Text-to-region grounding data
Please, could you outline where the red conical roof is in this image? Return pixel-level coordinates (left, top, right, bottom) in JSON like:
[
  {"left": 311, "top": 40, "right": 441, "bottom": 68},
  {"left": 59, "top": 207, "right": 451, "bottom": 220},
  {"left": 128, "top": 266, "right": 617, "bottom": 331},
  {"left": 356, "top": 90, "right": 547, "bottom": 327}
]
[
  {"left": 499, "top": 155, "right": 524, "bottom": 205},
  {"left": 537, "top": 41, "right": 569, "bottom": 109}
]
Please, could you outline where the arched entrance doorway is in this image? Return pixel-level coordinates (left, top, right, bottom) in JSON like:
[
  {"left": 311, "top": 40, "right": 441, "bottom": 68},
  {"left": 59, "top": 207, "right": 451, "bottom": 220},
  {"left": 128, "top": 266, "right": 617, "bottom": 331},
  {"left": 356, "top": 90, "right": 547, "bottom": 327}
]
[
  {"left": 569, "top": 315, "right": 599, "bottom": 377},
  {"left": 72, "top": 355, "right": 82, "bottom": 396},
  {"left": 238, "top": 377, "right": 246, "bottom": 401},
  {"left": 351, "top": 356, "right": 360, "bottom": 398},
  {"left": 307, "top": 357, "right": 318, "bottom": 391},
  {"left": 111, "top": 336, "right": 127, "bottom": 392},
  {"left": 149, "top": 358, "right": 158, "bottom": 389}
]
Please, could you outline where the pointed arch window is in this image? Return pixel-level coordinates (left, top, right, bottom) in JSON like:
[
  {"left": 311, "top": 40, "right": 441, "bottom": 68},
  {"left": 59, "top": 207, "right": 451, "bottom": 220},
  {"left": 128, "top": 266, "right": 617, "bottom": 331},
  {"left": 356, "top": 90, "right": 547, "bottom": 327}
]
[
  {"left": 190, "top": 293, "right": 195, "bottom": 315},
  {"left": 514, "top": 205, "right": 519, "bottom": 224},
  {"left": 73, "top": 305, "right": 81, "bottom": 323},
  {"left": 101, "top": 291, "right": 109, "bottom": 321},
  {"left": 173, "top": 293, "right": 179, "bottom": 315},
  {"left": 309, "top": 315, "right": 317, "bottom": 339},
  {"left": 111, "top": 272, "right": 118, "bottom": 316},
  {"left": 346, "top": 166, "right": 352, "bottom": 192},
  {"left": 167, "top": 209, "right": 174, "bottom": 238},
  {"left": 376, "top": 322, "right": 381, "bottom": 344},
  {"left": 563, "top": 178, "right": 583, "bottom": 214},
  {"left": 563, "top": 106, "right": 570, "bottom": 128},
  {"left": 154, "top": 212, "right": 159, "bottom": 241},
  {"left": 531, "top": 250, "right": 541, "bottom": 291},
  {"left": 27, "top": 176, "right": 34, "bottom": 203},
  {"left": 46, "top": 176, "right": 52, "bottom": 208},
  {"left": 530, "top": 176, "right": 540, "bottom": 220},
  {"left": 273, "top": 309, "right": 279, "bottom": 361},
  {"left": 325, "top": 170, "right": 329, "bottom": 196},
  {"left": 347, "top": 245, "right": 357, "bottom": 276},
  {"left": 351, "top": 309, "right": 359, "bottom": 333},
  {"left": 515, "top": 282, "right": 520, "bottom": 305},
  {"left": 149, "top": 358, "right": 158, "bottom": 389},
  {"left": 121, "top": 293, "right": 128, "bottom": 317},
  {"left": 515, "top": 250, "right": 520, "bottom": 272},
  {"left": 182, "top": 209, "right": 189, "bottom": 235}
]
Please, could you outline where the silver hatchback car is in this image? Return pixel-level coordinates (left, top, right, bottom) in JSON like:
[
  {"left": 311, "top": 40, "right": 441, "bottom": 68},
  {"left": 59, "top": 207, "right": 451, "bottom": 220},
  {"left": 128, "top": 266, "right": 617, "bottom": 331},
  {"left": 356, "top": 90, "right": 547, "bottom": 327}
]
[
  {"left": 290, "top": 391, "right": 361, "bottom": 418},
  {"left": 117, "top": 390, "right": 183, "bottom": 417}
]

--

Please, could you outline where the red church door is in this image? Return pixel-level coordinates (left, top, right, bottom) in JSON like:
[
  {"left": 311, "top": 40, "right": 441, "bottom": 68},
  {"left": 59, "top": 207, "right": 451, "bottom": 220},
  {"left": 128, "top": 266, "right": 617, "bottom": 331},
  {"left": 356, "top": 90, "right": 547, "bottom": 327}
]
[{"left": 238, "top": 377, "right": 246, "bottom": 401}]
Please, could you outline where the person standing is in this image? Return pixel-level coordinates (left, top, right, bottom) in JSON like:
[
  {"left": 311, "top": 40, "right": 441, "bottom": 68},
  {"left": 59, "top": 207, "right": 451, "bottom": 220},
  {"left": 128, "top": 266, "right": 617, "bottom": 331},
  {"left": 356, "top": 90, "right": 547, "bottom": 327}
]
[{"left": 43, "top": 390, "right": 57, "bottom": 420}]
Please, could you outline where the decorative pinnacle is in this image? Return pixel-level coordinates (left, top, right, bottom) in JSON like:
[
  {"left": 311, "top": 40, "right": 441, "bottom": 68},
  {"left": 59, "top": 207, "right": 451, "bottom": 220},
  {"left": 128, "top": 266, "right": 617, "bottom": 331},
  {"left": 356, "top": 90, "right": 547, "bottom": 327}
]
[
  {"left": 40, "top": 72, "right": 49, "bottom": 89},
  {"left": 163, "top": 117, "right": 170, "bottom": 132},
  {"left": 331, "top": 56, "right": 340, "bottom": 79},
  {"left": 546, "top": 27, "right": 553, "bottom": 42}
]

Exercise aim: Looking at the entries, state how many lines hold the string "coordinates", with the number as the sole reply.

Solved problem: 7